(Reading passage)
In September 2025, SEC Chairman Atkins confirmed that registered products — closed-end ETFs, interval funds, BDCs, mutual funds — may hold private stocks. Registration means something: it is meant to make private markets accessible to everyone through the right structures. Since then, new products have hit the market at pace, and for advisors they can be genuinely hard to read.

Take VCX. Launched at a $19 NAV. Traded as high as $575. Today it sits closer to $120. The underlying assets never changed. Nothing fundamental shifted. But the price did — dramatically — and that gap tells you almost everything you need to know about a risk most advisors are completely misreading.

What Actually Happened

This wasn't performance. It was access.

VCX offered exposure to companies most investors can't reach — OpenAI, Anthropic, SpaceX. The float was tight, the story was compelling, and demand showed up fast. So the market did what it always does in that situation: it bid up access, not value. Early holders saw $575 — roughly a 2,900% premium to NAV — and did the rational thing. They sold. The price came back down. It still trades at a ~530% premium.

The Shadow Valuation

That spread between NAV and price isn't a traditional valuation signal. It's what I'd call a shadow valuation— or, more bluntly, a mirage. A premium investors willingly pay just to hold something they can't otherwise own. It's scarcity. It's narrative. It's demand. And it can grow very large, very fast.

The problem is that shadow valuations don't last. They exist only as long as access is limited. Closed-end funds trading at extreme premiums to NAV have a long history of mean reversion once that scarcity lifts — and it always does eventually. Academic research confirms this pattern: premium compression is the rule, not the exception, once competing access vehicles expand or the underlying assets become more liquid.

Grayscale Bitcoin Trust (GBTC) is the clearest recent parallel. Grayscale built scale by offering shares at NAV pricing in exchange for a 6-month lockup — the same structural playbook VCX is running. Once GBTC launched as the easiest access vehicle to bitcoin, it traded at market premiums of over 100% through the 2017–2022 mania cycle. Then other access opened up. At the time of this writing, GBTC trades around $55 against a posted NAV of $53.70. The premium disappeared. It always does.
(End Reading passage)
Prompt 1:
Answer these about the passage on VCX and shadow valuations:
(a) Which registered products did Chairman Atkins confirm may hold private stocks?
(b) At what NAV did VCX launch, and roughly what premium to NAV did its $575 high represent?
(c) How long was the lockup Grayscale required in exchange for NAV pricing?
Prompt 2:
Carry on the passage on VCX and shadow valuations, starting after its final sentence.
(Dataset excerpts)
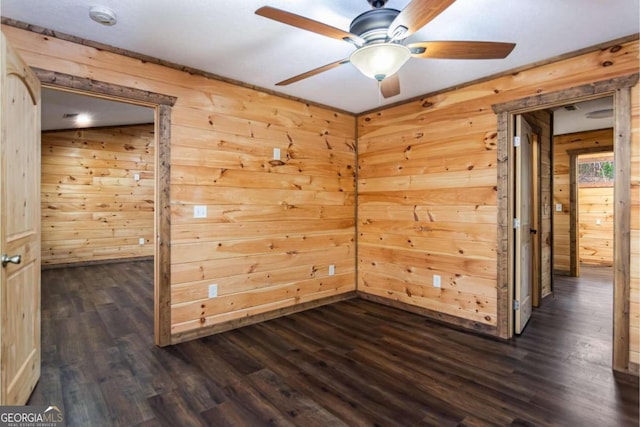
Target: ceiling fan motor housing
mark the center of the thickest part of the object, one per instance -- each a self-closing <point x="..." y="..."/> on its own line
<point x="372" y="25"/>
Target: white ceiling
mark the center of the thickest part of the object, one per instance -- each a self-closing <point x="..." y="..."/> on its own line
<point x="226" y="38"/>
<point x="57" y="104"/>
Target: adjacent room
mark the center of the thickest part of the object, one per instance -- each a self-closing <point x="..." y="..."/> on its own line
<point x="202" y="224"/>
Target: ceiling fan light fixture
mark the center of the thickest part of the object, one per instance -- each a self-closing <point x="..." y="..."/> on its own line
<point x="380" y="60"/>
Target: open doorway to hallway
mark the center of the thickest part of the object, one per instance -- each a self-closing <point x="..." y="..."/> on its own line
<point x="98" y="197"/>
<point x="581" y="214"/>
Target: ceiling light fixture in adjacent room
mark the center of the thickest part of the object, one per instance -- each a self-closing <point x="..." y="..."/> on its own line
<point x="380" y="60"/>
<point x="103" y="15"/>
<point x="80" y="119"/>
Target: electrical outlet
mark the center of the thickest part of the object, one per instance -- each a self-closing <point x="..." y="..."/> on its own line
<point x="200" y="211"/>
<point x="213" y="290"/>
<point x="436" y="281"/>
<point x="332" y="270"/>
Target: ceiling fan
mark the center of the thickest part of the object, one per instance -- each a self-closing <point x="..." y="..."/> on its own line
<point x="379" y="37"/>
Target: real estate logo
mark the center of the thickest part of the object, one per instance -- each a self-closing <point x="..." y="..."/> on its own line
<point x="31" y="416"/>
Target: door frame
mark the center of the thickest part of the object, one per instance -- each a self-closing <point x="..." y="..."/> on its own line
<point x="162" y="210"/>
<point x="620" y="89"/>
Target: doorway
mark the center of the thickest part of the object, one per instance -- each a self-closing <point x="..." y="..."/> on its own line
<point x="98" y="193"/>
<point x="620" y="89"/>
<point x="161" y="105"/>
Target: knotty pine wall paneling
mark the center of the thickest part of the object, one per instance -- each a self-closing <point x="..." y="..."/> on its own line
<point x="562" y="145"/>
<point x="272" y="227"/>
<point x="92" y="207"/>
<point x="427" y="188"/>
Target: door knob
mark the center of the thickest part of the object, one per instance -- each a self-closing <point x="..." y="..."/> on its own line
<point x="6" y="259"/>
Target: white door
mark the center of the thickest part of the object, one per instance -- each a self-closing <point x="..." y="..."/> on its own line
<point x="19" y="228"/>
<point x="523" y="241"/>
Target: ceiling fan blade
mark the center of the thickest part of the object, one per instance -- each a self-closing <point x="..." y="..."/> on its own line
<point x="308" y="24"/>
<point x="461" y="50"/>
<point x="312" y="72"/>
<point x="390" y="86"/>
<point x="416" y="15"/>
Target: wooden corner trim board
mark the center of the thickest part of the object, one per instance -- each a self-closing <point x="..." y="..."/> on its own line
<point x="436" y="316"/>
<point x="162" y="104"/>
<point x="152" y="60"/>
<point x="620" y="88"/>
<point x="258" y="318"/>
<point x="162" y="279"/>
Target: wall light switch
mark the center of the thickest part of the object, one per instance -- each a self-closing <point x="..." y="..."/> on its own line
<point x="436" y="281"/>
<point x="200" y="211"/>
<point x="213" y="290"/>
<point x="332" y="270"/>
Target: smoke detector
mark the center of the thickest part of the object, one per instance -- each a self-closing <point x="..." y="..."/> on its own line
<point x="103" y="15"/>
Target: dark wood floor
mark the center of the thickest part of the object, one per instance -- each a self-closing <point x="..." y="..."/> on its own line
<point x="351" y="363"/>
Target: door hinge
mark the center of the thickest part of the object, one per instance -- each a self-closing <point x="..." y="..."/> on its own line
<point x="516" y="141"/>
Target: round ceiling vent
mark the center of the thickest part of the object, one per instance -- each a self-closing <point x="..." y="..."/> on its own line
<point x="103" y="15"/>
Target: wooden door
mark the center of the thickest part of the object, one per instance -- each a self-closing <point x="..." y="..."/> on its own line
<point x="19" y="228"/>
<point x="523" y="208"/>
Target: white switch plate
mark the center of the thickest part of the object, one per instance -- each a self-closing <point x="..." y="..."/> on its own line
<point x="436" y="281"/>
<point x="213" y="290"/>
<point x="200" y="211"/>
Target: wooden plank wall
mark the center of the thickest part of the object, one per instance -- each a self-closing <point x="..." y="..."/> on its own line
<point x="273" y="227"/>
<point x="427" y="187"/>
<point x="595" y="220"/>
<point x="561" y="189"/>
<point x="92" y="207"/>
<point x="596" y="239"/>
<point x="634" y="307"/>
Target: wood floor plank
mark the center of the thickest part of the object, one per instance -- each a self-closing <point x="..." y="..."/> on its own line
<point x="353" y="363"/>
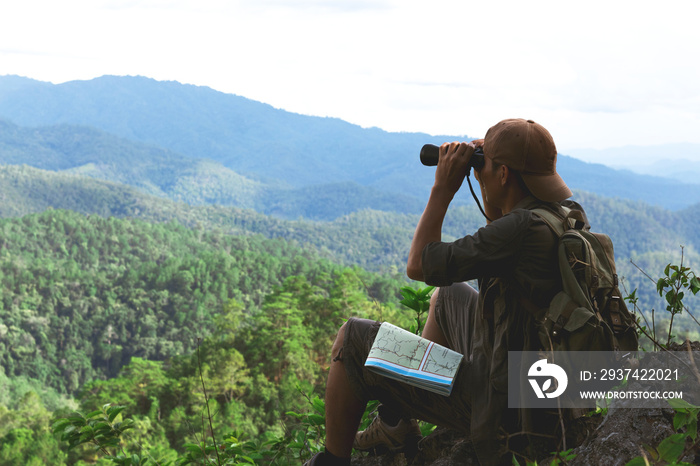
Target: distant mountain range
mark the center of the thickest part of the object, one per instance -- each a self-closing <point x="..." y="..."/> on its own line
<point x="264" y="149"/>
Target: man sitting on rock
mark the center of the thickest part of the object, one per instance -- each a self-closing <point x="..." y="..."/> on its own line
<point x="514" y="254"/>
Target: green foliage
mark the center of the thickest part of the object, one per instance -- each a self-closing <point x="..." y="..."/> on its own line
<point x="671" y="286"/>
<point x="419" y="301"/>
<point x="672" y="449"/>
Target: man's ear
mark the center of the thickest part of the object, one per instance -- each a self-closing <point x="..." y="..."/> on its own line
<point x="503" y="174"/>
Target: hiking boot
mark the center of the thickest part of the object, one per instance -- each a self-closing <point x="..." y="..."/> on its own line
<point x="379" y="436"/>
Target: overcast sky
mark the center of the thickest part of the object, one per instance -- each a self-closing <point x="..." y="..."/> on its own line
<point x="597" y="74"/>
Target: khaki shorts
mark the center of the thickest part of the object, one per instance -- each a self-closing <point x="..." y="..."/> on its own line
<point x="454" y="312"/>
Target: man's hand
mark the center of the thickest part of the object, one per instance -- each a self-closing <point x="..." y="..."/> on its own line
<point x="453" y="165"/>
<point x="449" y="175"/>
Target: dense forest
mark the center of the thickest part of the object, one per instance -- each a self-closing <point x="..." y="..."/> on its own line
<point x="98" y="310"/>
<point x="153" y="257"/>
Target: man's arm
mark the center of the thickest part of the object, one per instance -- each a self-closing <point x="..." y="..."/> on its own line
<point x="449" y="175"/>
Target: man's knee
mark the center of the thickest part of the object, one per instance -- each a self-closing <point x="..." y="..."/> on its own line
<point x="433" y="299"/>
<point x="337" y="348"/>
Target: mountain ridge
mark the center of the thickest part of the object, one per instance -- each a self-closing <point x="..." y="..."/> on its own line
<point x="272" y="145"/>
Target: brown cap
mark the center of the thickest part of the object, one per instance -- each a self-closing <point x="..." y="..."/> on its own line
<point x="528" y="148"/>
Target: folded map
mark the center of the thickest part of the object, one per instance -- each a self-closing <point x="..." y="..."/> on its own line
<point x="401" y="355"/>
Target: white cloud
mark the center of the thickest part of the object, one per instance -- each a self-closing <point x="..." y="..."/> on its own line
<point x="597" y="74"/>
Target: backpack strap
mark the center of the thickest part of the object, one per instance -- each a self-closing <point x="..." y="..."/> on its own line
<point x="573" y="219"/>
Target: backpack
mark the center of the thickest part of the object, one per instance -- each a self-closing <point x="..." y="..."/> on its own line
<point x="589" y="313"/>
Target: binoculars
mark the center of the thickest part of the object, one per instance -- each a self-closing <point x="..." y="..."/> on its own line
<point x="430" y="153"/>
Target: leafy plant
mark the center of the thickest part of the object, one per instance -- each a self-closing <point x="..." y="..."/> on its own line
<point x="674" y="447"/>
<point x="419" y="301"/>
<point x="98" y="427"/>
<point x="676" y="279"/>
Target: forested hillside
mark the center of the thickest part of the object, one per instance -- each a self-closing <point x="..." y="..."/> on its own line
<point x="152" y="233"/>
<point x="84" y="296"/>
<point x="378" y="241"/>
<point x="267" y="144"/>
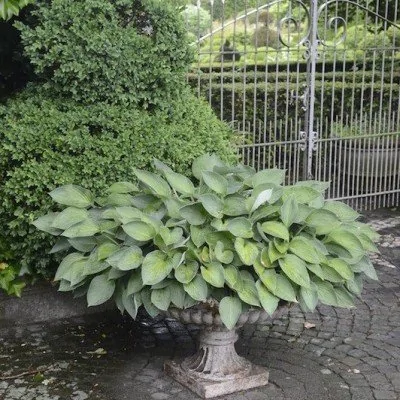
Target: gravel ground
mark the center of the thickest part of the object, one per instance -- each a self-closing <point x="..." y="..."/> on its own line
<point x="343" y="354"/>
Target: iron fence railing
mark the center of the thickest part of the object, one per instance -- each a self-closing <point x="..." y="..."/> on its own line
<point x="312" y="86"/>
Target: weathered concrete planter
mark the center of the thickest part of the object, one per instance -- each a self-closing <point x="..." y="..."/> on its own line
<point x="216" y="369"/>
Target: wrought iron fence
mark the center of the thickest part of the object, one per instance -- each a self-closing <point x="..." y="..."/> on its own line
<point x="310" y="86"/>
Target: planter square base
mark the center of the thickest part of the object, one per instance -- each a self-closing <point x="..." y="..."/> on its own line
<point x="207" y="389"/>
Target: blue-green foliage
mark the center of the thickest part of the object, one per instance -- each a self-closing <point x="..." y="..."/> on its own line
<point x="109" y="97"/>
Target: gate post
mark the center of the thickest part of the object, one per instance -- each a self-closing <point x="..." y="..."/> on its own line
<point x="311" y="54"/>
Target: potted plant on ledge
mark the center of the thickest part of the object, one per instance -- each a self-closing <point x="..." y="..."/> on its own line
<point x="228" y="247"/>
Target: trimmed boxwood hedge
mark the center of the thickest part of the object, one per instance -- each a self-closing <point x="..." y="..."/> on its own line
<point x="109" y="94"/>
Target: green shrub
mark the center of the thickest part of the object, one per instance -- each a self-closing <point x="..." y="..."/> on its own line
<point x="122" y="52"/>
<point x="46" y="143"/>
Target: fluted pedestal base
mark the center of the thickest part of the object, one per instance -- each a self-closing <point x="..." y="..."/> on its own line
<point x="216" y="369"/>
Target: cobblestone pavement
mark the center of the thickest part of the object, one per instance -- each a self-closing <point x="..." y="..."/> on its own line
<point x="349" y="354"/>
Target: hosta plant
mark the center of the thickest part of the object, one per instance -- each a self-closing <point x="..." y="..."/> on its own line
<point x="232" y="238"/>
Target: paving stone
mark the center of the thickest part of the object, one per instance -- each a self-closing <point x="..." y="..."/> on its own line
<point x="385" y="395"/>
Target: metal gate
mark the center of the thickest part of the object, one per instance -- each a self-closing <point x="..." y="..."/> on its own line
<point x="309" y="86"/>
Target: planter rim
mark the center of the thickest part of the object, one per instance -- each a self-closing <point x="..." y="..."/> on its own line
<point x="204" y="315"/>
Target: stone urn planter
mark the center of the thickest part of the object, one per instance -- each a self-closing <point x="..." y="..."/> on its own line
<point x="216" y="369"/>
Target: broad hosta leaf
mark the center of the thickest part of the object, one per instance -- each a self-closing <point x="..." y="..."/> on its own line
<point x="151" y="309"/>
<point x="254" y="202"/>
<point x="247" y="251"/>
<point x="282" y="289"/>
<point x="154" y="182"/>
<point x="171" y="236"/>
<point x="66" y="265"/>
<point x="295" y="269"/>
<point x="128" y="214"/>
<point x="197" y="288"/>
<point x="309" y="296"/>
<point x="276" y="229"/>
<point x="193" y="213"/>
<point x="161" y="298"/>
<point x="122" y="187"/>
<point x="185" y="272"/>
<point x="304" y="248"/>
<point x="180" y="183"/>
<point x="366" y="230"/>
<point x="84" y="244"/>
<point x="230" y="309"/>
<point x="265" y="260"/>
<point x="317" y="185"/>
<point x="273" y="253"/>
<point x="317" y="270"/>
<point x="178" y="295"/>
<point x="173" y="206"/>
<point x="162" y="167"/>
<point x="61" y="245"/>
<point x="347" y="240"/>
<point x="281" y="246"/>
<point x="119" y="199"/>
<point x="213" y="273"/>
<point x="234" y="206"/>
<point x="72" y="195"/>
<point x="105" y="250"/>
<point x="114" y="273"/>
<point x="140" y="230"/>
<point x="126" y="259"/>
<point x="341" y="210"/>
<point x="45" y="224"/>
<point x="68" y="217"/>
<point x="331" y="275"/>
<point x="324" y="221"/>
<point x="289" y="211"/>
<point x="215" y="182"/>
<point x="303" y="212"/>
<point x="268" y="301"/>
<point x="213" y="204"/>
<point x="135" y="283"/>
<point x="100" y="290"/>
<point x="365" y="240"/>
<point x="232" y="276"/>
<point x="131" y="303"/>
<point x="341" y="267"/>
<point x="156" y="266"/>
<point x="240" y="227"/>
<point x="222" y="255"/>
<point x="144" y="200"/>
<point x="82" y="229"/>
<point x="199" y="235"/>
<point x="225" y="237"/>
<point x="326" y="293"/>
<point x="206" y="162"/>
<point x="248" y="293"/>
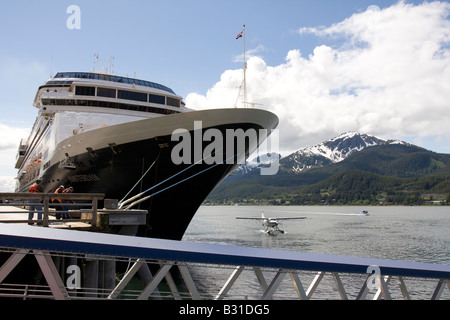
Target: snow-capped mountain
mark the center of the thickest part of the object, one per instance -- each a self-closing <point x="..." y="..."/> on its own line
<point x="332" y="151"/>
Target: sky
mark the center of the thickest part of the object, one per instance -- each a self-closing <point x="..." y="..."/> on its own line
<point x="324" y="67"/>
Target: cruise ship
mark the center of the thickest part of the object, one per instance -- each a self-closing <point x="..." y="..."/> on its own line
<point x="104" y="133"/>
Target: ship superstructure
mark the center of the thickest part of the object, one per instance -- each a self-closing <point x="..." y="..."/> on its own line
<point x="104" y="133"/>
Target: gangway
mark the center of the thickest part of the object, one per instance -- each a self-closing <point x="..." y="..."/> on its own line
<point x="48" y="245"/>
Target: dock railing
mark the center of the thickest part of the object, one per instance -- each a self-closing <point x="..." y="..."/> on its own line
<point x="45" y="201"/>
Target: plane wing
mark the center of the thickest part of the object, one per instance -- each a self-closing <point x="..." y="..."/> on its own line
<point x="283" y="218"/>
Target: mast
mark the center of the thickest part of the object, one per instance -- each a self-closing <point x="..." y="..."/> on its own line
<point x="245" y="69"/>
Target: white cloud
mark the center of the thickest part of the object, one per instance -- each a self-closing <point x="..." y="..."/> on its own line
<point x="389" y="76"/>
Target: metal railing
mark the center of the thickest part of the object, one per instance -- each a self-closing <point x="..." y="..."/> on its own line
<point x="270" y="273"/>
<point x="47" y="206"/>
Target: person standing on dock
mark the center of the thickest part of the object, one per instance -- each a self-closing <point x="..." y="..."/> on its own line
<point x="65" y="208"/>
<point x="36" y="204"/>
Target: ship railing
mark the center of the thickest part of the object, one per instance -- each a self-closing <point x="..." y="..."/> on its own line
<point x="14" y="204"/>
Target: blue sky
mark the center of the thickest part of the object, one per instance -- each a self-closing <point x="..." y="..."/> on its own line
<point x="190" y="46"/>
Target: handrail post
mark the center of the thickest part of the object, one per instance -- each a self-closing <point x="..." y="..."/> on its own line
<point x="46" y="205"/>
<point x="94" y="211"/>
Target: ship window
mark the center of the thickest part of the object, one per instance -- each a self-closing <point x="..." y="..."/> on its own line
<point x="153" y="98"/>
<point x="131" y="95"/>
<point x="106" y="92"/>
<point x="85" y="91"/>
<point x="173" y="102"/>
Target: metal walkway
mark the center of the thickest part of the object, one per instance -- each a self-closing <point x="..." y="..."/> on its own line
(End Dataset excerpts)
Written answer 1:
(a) Closed-end ETFs, interval funds, BDCs, and mutual funds.
(b) It launched at a $19 NAV, and $575 was roughly a 2,900% premium to NAV.
(c) Six months.

Written answer 2:
The Expiration Date Nobody Mentions

Here's the real question: what happens when OpenAI trades publicly? When Anthropic or SpaceX lists?

At that point, anyone can buy them — directly, at market price, with no intermediary premium attached. In fact, at the market caps being discussed, most of us will end up with exposure essentially free through our S&P 500 funds. The entire rationale for paying a 500% premium to NAV through VCX evaporates. You weren't underwriting companies. You were underwriting scarcity. And scarcity, by its nature, goes away.

That's the risk advisors aren't pricing in. Not volatility. Not fundamentals. The fact that you're paying for something with an expiration date.

The Mirror Image: Why NAV Gets Misread

Now consider the opposite scenario. A non-traded fund launches at $10.00 and its NAV drifts to $9.85. No exchange listing, no premium, no discount — just NAV. The predictable reaction: "it's down."

But that reaction misunderstands what NAV is actually saying.

Private assets don't trade daily. NAV isn't a market price — it's a disciplined estimate built on comparable transactions, valuation models, audit standards, and documentation. That process has a well-documented character: it tends to be lagged, smoothed, and conservative. Private equity and venture funds are required to mark assets to fair value, but that value is typically anchored to models and judgment rather than live transactions. The FASB standards governing this (ASC 820) explicitly acknowledge the absence of observable market prices in Level 3 assets.

In practice, that conservatism means assets are frequently carried below what they ultimately sell for. Research consistently finds that private investments are realized at premiums to their last reported NAV — particularly in exits and secondary transactions. That $9.85 NAV may not be a warning sign. It may be an honest, conservative mark on assets that haven't had a liquidity event yet.

The Behavioral Trap

The irony is that advisors often read these signals backwards.

What Most Advisors See

VCX at $575 → "This is working."

VCX at $120 → "Something broke."

NAV at $9.85 → "This is underperforming."

What's Actually True

VCX at $575 = inflated shadow valuation

VCX at $120 = premium compression, still expensive

NAV at $9.85 = honest, possibly conservative — maybe a discount

When you buy at NAV, you're not paying for narrative or access or the demand of whoever bought before you. You're paying a price already filtered through valuation policy, audit scrutiny, and institutional discipline. In many ways, it's cleaner than a public market price — because public prices bake in sentiment. NAV doesn't.

The Real Question

Every advisor evaluating these structures is making a version of the same choice: pay a premium for access that may disappear, or buy assets at a price that may already be conservative?

VCX didn't create value. It created a shadow valuation — one with an expiration date. NAV-based investing doesn't look exciting. It's not supposed to. It's just telling you the truth.

If you're paying a premium for access today, you need to understand exactly what happens the day that access becomes free.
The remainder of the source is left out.